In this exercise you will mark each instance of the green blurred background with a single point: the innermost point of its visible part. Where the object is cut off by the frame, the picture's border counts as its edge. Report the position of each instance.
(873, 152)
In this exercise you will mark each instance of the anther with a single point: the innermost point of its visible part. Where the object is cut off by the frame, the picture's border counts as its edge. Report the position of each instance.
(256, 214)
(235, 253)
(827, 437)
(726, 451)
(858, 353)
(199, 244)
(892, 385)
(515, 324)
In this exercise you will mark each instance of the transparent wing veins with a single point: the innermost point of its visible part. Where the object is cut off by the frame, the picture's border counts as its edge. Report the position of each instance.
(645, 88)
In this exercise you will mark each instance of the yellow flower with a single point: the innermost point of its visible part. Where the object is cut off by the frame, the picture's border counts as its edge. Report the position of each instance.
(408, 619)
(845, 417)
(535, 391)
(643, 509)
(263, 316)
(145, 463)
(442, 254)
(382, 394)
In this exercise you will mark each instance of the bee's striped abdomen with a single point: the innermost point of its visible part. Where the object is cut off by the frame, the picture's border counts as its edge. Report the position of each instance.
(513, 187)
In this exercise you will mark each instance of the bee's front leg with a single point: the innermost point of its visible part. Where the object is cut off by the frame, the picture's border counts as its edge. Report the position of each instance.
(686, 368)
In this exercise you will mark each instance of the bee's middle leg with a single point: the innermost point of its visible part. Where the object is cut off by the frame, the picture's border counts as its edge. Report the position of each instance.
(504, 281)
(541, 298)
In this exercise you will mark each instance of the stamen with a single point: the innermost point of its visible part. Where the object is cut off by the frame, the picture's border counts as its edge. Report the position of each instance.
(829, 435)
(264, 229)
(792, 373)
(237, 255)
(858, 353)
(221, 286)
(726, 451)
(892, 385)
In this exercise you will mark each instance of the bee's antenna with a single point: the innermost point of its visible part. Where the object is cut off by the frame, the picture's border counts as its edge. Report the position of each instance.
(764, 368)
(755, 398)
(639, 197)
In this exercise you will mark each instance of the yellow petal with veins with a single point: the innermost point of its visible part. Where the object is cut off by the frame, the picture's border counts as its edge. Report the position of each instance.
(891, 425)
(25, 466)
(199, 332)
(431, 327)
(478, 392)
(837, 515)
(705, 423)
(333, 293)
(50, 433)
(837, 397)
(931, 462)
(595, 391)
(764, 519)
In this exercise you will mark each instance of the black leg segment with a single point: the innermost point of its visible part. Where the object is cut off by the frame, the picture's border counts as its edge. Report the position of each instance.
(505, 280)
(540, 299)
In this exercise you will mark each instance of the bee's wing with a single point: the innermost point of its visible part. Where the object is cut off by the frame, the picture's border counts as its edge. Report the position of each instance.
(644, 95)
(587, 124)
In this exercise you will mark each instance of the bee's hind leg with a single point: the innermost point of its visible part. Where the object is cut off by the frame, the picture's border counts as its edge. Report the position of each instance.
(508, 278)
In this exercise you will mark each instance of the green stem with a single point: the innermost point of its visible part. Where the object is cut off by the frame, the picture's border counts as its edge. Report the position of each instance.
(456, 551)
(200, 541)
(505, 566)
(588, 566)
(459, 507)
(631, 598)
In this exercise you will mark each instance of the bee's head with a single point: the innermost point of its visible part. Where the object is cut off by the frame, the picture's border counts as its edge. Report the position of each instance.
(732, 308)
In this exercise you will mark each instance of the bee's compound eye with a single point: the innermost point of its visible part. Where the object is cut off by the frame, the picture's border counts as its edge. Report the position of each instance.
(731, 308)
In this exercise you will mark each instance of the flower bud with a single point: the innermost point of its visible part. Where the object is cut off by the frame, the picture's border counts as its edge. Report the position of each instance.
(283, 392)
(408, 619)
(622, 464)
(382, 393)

---+---

▸ **Task to complete**
Repeat the data verbatim.

▸ **Result of this exercise**
In this exercise you will mark each instance of the green blurred background with a single point: the innermost point of its visible part. Where the object is cut off by the frame, the picture's border counts as its edge. Report the position of each instance.
(873, 152)
In this exercise you will mark each instance of the anther with a single point: the innermost point of its visible part. Where the object is cut off by the frame, the picture's border counts as its edge. Report the position of each instance.
(256, 214)
(235, 253)
(827, 437)
(726, 451)
(858, 353)
(199, 244)
(892, 385)
(515, 324)
In this exercise you will mark each instance of the transparent wing veins with a single point: the innermost point of its visible part. Where the object is cut off by the frame, the picture's border counts as its edge. Report the position of each instance.
(645, 88)
In this exercise you will mark each instance of the yellow flower with a single point: the innermost point of its visible part. Where the object is cut off by the frame, the picture's border counts as its edge. Report the position of each instance.
(408, 619)
(845, 417)
(535, 391)
(643, 509)
(263, 316)
(145, 463)
(442, 254)
(382, 394)
In this exercise you will mark each instance of the bee's striped abdomen with a single point: the innermost point of its visible part. Where the object is cut off by the frame, the picture's border counts as its edge. Report the position of each instance.
(513, 187)
In this exercise you will mark each instance of the bee's front leg with a single point: the innermost point of its visible part. Where the object is cut off by the frame, the picture's border counts as its edge. Report the position of each instance.
(686, 368)
In this exercise you will mark each instance of the bee's middle leg with a single point: the innermost point of its visible part. Where the object is cut off by the frame, the picture's border counts as its edge. Report the position of each instance.
(504, 281)
(541, 298)
In this exercise you will mark each instance of the stamen with a single point: the innermost point of its visible part. Where the object is cut off by the frame, the picture's border counts as its edge. Report the position of each instance.
(829, 435)
(264, 229)
(792, 373)
(237, 255)
(858, 353)
(221, 286)
(726, 451)
(892, 385)
In this exercise you will mark each instance of the bee's antenna with a single point: the innermost point of its visible part. Where the object is cut off by the frame, the picture's border counts as its edge. Report the position of each instance.
(764, 368)
(755, 398)
(639, 197)
In this exercise you will mark each instance of the yellow petal with veins with a single point: the innermost point of its visible part. Where the object is cut off by the frame, the picture's border counts as its edge. Report the position of each instance.
(891, 425)
(25, 466)
(199, 332)
(431, 327)
(478, 392)
(837, 515)
(705, 423)
(333, 293)
(50, 433)
(837, 397)
(931, 462)
(595, 391)
(764, 519)
In this exercise you will mark each instance of the black leg segment with a single point: the innermost point of its visible part. Where the object is cut off by the frame, the picture's border counts as its edge. Report the position of each instance.
(505, 280)
(540, 299)
In this exercise you will mark each instance of the bee's wing with a single point: the innermost point of its visible part. Where the object is cut off by the frame, the picture's border counts as its edge. Report the position of each instance.
(644, 95)
(587, 124)
In this exercise you will mark each instance of the bee's hind leg with a single point: the innermost point of its visible part. Where the object is cut off by the frame, the picture's border counts as its edge. Report the position of each instance.
(508, 278)
In this exercise you will mark each instance of the green stem with a single point: the innermost point of its visible part. Where the object is cut off by the frame, the picture's border counts as its edge. Report the position of each instance.
(456, 551)
(200, 541)
(505, 566)
(588, 566)
(459, 507)
(631, 598)
In this exercise you will mark each instance of the bee's head with a single point: the innermost point of its visible part. Where the object is cut off by the frame, the picture's border counts as its edge. Report the position of each instance.
(732, 308)
In this exercise you will mark each instance of the bee's compound eye with a single point: the innermost point of its visible part. Where the object is cut off by the frame, the picture's border counts as its edge. Report the position of each instance.
(731, 308)
In this exercise you will mark each instance of the flower bud with a single point: the innermost point of its visible part. Where the object is cut off by the frame, the picture's border counts as its edge. Report the position of each instance.
(283, 392)
(408, 619)
(622, 464)
(382, 393)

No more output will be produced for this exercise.